▶ DO THIS
Arrange the material below as a CSV with two columns, text and answer. Each row should pair a text with its answer, with every field quoted and line breaks replaced by spaces.

[Begin LISTED RECORDS]

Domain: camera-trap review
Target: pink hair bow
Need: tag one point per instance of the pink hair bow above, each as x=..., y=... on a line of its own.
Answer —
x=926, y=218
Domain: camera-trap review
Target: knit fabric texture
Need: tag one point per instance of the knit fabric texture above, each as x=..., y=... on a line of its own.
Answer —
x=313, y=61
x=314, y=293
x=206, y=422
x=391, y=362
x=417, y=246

[End LISTED RECORDS]

▶ SOLUTION TO THE PROBLEM
text,answer
"Domain: camera-trap review Target: pink hair bow Need: tag one point per instance of the pink hair bow above, each as x=..., y=... on a line of its own. Answer —","x=926, y=218"
"Domain: camera-trap review Target: knit fabric texture Need: tag one point per instance of the knit fabric texture above, each as x=..., y=... on a line of its own. Answer —","x=313, y=61 x=314, y=293 x=206, y=422 x=391, y=362 x=417, y=246"